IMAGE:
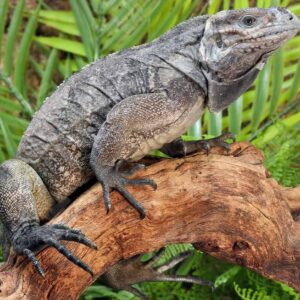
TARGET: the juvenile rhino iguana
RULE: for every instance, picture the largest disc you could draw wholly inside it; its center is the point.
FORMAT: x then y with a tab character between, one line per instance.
124	105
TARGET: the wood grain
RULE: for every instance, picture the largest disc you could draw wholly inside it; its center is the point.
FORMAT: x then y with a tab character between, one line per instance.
228	206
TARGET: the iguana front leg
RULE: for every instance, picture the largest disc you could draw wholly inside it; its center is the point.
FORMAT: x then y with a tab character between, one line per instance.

» **Do this**:
Write out the material word for word, starting with the line that contains "TARGET: the iguana front leg" and continuing through the end of the material.

» **Finished exercise**:
TARGET: the iguana front leg
RULE: for every instance, picture the largest disc you could draw wholly inside it; its center is the point.
FORMAT: x then y with a tab character between, one line per instance.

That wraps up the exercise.